Dataset entries:

- - -

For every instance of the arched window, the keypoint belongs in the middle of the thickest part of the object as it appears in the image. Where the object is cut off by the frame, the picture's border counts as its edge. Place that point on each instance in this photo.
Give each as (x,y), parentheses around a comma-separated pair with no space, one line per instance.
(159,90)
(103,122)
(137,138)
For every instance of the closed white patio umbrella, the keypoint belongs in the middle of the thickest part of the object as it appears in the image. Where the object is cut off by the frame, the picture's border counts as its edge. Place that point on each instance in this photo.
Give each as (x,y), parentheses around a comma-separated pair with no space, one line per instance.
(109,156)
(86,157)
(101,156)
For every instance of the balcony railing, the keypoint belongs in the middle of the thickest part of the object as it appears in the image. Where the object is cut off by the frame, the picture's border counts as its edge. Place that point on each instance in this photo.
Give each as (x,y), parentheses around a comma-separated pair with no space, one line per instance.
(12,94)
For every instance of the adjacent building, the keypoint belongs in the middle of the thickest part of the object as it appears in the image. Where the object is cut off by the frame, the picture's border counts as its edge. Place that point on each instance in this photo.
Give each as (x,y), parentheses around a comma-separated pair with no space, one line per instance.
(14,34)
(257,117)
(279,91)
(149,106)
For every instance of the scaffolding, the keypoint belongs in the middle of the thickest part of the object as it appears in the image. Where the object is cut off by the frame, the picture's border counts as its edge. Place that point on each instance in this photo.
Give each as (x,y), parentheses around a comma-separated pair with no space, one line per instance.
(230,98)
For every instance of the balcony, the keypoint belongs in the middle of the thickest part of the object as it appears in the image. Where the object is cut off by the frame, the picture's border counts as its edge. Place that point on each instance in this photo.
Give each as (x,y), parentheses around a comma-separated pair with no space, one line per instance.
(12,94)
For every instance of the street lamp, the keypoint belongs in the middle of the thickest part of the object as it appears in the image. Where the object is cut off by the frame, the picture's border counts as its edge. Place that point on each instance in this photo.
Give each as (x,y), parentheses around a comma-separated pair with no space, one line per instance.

- - -

• **THE TASK**
Beginning at the line with "For every instance of the street" and ending at the last line of the entries, print every line exactly.

• **COMPLETED TASK**
For every instance of the street lamp, the keypoint belongs in the middle of the thickest part of the object as it appears in the image. Where the object is cut off by the frame, the picture's border counts as its edge. Place that point on each instance in this photo.
Give each as (x,y), parentheses around a comma-separated pair with no space, one line per instance.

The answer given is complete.